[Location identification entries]

========================================================================

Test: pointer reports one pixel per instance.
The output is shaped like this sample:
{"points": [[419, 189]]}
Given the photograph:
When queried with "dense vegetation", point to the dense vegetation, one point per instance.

========================================================================

Write out the data above again, line for line, without changing a single character.

▶ **PROBLEM SOLUTION**
Test: pointer reports one pixel per instance.
The output is shaped like this sample:
{"points": [[419, 189]]}
Given the photograph:
When queried with "dense vegetation", point to the dense vegetation, one point per instance.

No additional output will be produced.